_Consignes_
1. Indiquez si chacun des énoncés suivants concorde avec le passage sur la logique et la linguistique. Répondez par oui ou par non et citez mot pour mot les termes du passage qui tranchent.
(a) C'est dans les départements de linguistique qu'on étale les trésors de formalisme les plus impressionnants.
(b) La portée des résultats des logiciens « philosophes des mathématiques » est à évaluer à la lumière des recherches des linguistes.
(c) La linguistique est présentée comme un modèle de rigueur pour les autres sciences humaines.
2. Selon le passage sur la logique et la linguistique, dans quelle arène faut-il donner un jugement épistémologique de la logique « littéraire » ?
3. Poursuivez le passage sur la logique et la linguistique après sa dernière phrase.
-------- Extrait du texte --------
La portée des considérations et des résultats des logiciens « philosophes des mathématiques » étant à évaluer à la lumière des recherches des logiciens mathématiques, c’est donc sur les résultats des logiciens « philosophes du langage » qu’il faudra se pencher pour donner un jugement épistémologique de la logique « littéraire » - et ce, dans l’arène de la science linguistique. Ainsi, c’est bien dans les départements de linguistique qu’on étale les trésors de formalisme les plus impressionnants, car si la linguistique, de par ses problèmes et ses instruments, est dans les faits un modèle de rigueur pour les autres sciences humaines, il faut bien que son rôle de garante soit logiquement justifié - bref que les résultats linguistiques soient « logiques ».
-------- Données extraites --------
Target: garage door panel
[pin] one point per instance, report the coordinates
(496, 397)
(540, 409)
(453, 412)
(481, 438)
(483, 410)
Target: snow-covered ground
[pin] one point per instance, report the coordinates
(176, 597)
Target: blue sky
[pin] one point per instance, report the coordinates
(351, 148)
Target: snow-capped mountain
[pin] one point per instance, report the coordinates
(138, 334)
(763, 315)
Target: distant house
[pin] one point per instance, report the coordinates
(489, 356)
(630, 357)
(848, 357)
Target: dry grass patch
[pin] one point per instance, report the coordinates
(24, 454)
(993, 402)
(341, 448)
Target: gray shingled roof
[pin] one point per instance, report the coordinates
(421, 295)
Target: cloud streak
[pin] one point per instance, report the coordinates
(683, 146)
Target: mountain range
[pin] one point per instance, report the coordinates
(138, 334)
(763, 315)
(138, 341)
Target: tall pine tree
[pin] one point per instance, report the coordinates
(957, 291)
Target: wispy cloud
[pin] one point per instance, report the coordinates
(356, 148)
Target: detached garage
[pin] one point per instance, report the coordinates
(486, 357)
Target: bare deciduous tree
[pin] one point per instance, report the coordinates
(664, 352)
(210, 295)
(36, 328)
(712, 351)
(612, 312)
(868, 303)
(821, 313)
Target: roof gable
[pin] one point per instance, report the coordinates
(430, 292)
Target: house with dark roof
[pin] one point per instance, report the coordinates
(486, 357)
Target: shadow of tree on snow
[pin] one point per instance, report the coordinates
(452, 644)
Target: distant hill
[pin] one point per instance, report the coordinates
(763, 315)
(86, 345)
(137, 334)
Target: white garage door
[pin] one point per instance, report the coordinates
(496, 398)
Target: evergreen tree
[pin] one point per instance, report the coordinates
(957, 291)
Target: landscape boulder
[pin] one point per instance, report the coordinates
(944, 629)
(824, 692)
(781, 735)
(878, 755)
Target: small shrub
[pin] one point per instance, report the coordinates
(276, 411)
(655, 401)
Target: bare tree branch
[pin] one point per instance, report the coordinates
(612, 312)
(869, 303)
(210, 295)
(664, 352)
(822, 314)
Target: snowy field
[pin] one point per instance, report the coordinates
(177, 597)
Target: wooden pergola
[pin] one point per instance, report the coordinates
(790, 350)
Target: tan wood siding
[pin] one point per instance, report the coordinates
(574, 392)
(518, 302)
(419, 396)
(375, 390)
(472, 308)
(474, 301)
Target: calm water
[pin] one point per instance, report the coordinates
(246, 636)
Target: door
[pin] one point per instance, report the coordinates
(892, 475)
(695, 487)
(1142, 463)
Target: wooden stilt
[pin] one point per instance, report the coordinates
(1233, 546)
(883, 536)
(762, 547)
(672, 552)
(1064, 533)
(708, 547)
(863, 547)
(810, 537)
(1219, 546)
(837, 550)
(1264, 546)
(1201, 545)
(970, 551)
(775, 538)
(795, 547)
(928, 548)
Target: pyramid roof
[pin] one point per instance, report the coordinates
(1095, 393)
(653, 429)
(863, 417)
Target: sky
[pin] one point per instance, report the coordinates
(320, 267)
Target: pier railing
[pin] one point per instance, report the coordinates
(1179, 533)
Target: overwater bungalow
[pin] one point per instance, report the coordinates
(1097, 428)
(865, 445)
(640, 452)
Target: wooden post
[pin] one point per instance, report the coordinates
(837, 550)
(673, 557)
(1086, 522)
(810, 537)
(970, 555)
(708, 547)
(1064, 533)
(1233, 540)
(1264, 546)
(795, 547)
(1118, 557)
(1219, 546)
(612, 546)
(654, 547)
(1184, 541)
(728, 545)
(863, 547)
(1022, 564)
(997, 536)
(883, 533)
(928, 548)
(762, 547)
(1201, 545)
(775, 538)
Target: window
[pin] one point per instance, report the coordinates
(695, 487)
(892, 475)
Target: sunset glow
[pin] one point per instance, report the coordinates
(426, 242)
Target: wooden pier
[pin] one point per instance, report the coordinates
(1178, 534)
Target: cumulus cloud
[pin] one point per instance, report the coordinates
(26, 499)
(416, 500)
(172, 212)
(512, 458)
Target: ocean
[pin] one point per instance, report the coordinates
--------
_Réponses dans l'ordre_
1.
(a) Oui : « c’est bien dans les départements de linguistique qu’on étale les trésors de formalisme les plus impressionnants ».
(b) Non : « à évaluer à la lumière des recherches des logiciens mathématiques ».
(c) Oui : « est dans les faits un modèle de rigueur pour les autres sciences humaines ».

2. Dans l'arène de la science linguistique.

3.
La non-formalisation d’un résultat linguistique est, partant, souvent considérée comme une véritable absence de preuve, et donc comme une lacune de rigueur grave et rédhibitoire : cela oblige finalement les linguistes, même les plus rigoureux dans leur démarche « informelle », à évoquer immanquablement les outils logiques, fût-ce seulement pour traduire - c’est le cas de le dire : formellement - « en logique » leurs résultats, ou pour justifier la hardiesse de leur choix « non-formaliste ». Dans les autres domaines des sciences humaines, les notions et les concepts logiques étayent souvent des remarques très générales de méthode, et les invitations des enseignants à « éviter les contradictions » ou à « argumenter logiquement à partir des hypothèses » sont à comprendre normalement comme des invitations à n’utiliser que des instruments rigoureux et à tout justifier par ceux-ci - des instruments rigoureux spécifiques à chaque domaine, que les enseignants auront donnés aux élèves par ailleurs. Parmi ces instruments il y a parfois, effectivement, des instruments plus spécifiquement « logiques » : ainsi l’usage de la logique est-il traditionnellement très courant en rhétorique, ce qui n’est pas pour étonner, et on pourra par exemple, en critique littéraire, donner une idée de l’« ouverture » exégétique de l’œuvre littéraire en faisant grand étalage de « modèles à mondes possibles » ou de choses de ce style. Mais il ne faut pas être dupe : dans tous ces domaines qui ne relèvent pas directement de la science linguistique, la formalisation logique est présentée comme un outil de plus parmi d’autres, elle n’est pas requise, en somme, comme gage obligatoire de rigueur.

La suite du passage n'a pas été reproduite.